展示文本 ▸
########################################

331. Verify Preorder Serialization of a Binary Tree

One way to serialize a binary tree is to use pre-order traversal. When we encounter a non-null node, we record the node's value. If it is a null node, we record using a sentinel value such as #.

     _9_
    /   \
   3     2
  / \   / \
 4   1  #  6
/ \ / \   / \
# # # #   # #

For example, the above binary tree can be serialized to the string "9,3,4,#,#,1,#,#,2,#,6,#,#", where # represents a null node.

Given a string of comma separated values, verify whether it is a correct preorder traversal serialization of a binary tree. Find an algorithm without reconstructing the tree.

Each comma separated value in the string must be either an integer or a character '#' representing null pointer.

You may assume that the input format is always valid, for example it could never contain two consecutive commas such as "1,,3".

Example 1:
"9,3,4,#,#,1,#,#,2,#,6,#,#"
Return true

Example 2:
"1,#"
Return false

Example 3:
"9,#,#,1"

########################################

存储数据 ▸
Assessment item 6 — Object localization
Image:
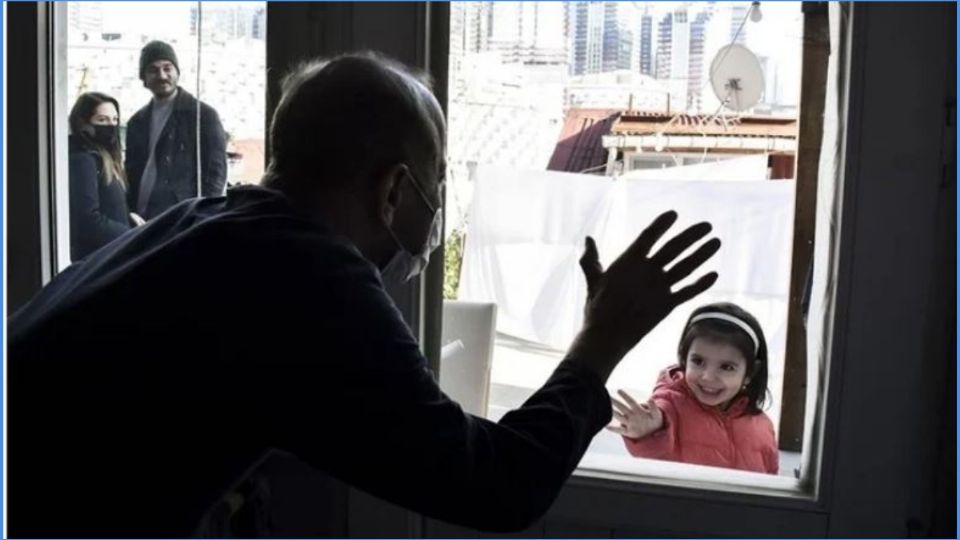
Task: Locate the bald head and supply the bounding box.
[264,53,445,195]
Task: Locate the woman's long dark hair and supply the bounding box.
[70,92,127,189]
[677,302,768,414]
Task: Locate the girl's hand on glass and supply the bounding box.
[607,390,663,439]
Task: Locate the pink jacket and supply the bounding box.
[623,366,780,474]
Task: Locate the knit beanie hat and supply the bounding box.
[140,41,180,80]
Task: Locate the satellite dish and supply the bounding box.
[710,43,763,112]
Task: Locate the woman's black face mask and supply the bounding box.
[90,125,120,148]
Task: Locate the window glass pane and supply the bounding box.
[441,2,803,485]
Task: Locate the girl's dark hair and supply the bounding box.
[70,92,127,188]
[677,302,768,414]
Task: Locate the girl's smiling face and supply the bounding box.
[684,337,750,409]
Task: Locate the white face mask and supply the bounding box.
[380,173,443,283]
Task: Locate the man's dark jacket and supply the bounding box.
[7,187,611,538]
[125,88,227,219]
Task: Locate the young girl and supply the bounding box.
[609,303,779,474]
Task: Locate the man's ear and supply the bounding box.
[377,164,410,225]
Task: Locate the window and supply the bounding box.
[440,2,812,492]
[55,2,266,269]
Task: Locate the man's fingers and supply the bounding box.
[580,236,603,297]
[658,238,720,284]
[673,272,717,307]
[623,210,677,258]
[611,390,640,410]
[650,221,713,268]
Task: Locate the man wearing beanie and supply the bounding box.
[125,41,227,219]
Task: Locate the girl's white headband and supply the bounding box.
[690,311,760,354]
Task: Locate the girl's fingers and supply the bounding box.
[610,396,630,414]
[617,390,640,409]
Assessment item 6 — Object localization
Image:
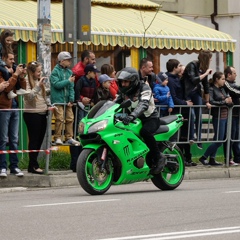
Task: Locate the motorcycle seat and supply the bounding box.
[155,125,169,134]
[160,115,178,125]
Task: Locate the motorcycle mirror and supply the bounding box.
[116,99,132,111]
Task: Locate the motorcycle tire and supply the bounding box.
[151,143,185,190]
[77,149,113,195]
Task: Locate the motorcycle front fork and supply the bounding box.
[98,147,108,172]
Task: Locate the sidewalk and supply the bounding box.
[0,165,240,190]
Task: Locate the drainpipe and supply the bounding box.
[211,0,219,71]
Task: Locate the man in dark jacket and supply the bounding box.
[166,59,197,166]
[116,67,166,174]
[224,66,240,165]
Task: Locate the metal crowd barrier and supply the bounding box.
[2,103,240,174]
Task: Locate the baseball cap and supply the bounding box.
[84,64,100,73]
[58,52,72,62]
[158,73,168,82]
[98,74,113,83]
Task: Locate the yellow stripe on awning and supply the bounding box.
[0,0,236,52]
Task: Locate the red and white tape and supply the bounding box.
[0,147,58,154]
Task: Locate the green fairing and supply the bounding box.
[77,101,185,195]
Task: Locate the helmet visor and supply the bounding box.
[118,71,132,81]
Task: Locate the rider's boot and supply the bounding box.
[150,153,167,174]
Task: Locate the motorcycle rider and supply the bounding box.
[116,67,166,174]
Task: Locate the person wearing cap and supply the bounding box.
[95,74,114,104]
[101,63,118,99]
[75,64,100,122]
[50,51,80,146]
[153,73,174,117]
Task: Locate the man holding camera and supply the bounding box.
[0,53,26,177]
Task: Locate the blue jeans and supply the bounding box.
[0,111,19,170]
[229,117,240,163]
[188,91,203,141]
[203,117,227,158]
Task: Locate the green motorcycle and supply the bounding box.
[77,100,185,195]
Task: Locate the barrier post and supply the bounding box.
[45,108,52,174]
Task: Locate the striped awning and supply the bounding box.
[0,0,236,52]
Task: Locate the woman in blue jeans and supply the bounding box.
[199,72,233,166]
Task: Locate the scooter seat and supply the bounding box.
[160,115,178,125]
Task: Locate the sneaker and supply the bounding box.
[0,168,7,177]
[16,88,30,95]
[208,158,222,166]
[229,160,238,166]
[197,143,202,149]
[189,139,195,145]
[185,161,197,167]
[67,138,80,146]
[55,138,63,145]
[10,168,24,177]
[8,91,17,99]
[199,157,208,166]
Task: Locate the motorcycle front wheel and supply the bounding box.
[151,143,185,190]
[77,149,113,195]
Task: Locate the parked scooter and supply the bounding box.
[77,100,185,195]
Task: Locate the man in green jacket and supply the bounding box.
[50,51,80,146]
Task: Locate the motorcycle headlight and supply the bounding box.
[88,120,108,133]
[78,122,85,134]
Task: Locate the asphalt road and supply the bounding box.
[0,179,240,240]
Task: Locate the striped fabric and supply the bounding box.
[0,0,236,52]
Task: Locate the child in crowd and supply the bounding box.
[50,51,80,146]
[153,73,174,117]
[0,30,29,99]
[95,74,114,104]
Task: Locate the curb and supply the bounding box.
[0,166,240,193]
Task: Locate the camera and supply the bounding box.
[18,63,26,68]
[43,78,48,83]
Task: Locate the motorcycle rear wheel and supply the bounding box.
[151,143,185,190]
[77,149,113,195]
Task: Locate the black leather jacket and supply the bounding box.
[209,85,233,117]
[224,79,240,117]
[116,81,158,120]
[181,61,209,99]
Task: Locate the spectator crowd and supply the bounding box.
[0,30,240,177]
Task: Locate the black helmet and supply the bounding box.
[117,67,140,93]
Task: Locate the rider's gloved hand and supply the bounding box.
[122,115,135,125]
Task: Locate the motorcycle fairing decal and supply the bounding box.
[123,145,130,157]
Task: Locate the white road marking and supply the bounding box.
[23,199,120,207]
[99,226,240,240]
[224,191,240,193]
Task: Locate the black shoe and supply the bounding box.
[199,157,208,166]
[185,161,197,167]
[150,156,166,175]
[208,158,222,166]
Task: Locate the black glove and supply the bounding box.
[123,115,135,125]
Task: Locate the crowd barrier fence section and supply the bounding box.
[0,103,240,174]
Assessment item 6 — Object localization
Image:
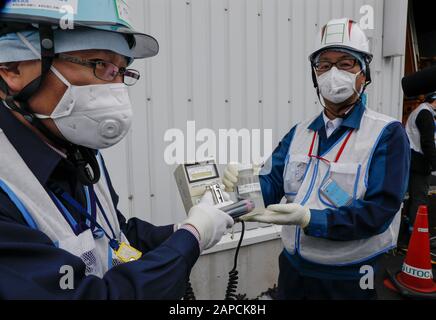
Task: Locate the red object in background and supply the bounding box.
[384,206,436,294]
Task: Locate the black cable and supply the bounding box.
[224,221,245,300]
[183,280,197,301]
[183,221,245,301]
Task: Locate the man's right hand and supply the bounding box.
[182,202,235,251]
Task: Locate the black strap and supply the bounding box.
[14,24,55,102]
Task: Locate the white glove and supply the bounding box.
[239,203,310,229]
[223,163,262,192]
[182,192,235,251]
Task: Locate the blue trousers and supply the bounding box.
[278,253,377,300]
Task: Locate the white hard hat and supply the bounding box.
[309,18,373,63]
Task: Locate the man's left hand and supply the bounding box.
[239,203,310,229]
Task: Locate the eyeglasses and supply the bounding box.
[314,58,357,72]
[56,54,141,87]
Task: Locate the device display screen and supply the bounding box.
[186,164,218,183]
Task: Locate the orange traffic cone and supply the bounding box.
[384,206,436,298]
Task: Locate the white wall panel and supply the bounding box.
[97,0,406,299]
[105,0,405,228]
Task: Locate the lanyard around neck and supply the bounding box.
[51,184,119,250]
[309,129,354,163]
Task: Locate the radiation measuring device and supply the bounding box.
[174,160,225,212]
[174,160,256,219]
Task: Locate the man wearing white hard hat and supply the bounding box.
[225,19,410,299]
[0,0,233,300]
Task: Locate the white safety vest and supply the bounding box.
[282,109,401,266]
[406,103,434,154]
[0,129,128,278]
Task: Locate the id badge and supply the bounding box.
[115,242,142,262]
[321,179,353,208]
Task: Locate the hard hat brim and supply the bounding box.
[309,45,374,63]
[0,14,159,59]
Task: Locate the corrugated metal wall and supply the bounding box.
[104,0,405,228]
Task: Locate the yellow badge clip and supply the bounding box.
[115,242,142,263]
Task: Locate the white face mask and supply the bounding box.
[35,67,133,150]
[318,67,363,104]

########################################

练习题目 ▸
1. 请照原样抄写前序序列化说明中的一段，从含有“For example, the”的那几个词开始，到“reconstructing the tree.”之后停止。
2. 按照前序序列化说明，遇到空节点时用什么哨兵值来记录？
这些材料另有出处。

按序输出 ▸
1.
For example, the above binary tree can be serialized to the string "9,3,4,#,#,1,#,#,2,#,6,#,#", where # represents a null node.

Given a string of comma separated values, verify whether it is a correct preorder traversal serialization of a binary tree. Find an algorithm without reconstructing the tree.

2. #